The term “hepatitis” revers to any inflammation of the liver, but in most contexts, it refers to inflammation resulting from one of a handful of viral infections. Hepatitis A, hepatitis B, and hepatitis C are the three most common viral infections affecting the liver, though there are tow other liver-specific viral infections and a handful of other infections can cause inflammation. Hepatitis A is caused by fecal contamination and B usually through sexual contact. Hepatitis C, the most dangerous type—it’s one of the leading causes for liver transplantation in the United States—is transmitted by blood contact, meaning it is occasionally also transmitted in intimate circumstances.
Hepatitis C is, in fact, the most common type of viral hepatitis in the United States, indeed, the most common blood-borne illness overall. It is particularly among baby boomers. In part because blood supplies and other medical means of transmission were not routinely screened for hepatitis C until relatively recently, and in part because infection rates peaked in the 1970s and 1980s, 75 percent of adults with hepatitis C were born between 1945 and 1965. Because hepatitis C, which is often asymptomatic, and related illnesses cause 15,000 deaths in the United States each year, public health officials recommend that everyone, but particularly boomers, get tested for the disease.

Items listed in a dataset
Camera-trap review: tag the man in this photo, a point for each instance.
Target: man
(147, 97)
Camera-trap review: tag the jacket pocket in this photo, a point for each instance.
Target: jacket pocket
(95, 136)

Work instructions:
- 1) According to the hepatitis passage, what percentage of adults with hepatitis C were born between 1945 and 1965?
- 2) Pick up the hepatitis passage after its last sentence and continue it.
The listing comes from a separate source and is not part of the hepatitis passage.

Answers in order:
- 1) 75 percent

- 2)
Testing, in fact, is extremely effective at finding hepatitis C so treatment can be started. Blood tests find the presence of hepatitis C virus and measure the viral load. If there is some sign of infection, a liver biopsy will be performed to determine the severity of illness. Blood testing can also determine which specific type of hepatitis C virus a patient has and help predict what type of treatment will work best.
Two of those subtypes, called genotype 2 and genotype 3, together account for one in four hepatitis C cases, and a drug called sofosbuvir has a very high cure rate—93 percent for genotype 2—with relatively few side effects. Other antiviral medications, primarily interferon, are used for other subtypes. In severe cases, a liver transplant may be needed, though the disease can recur in the transplanted liver.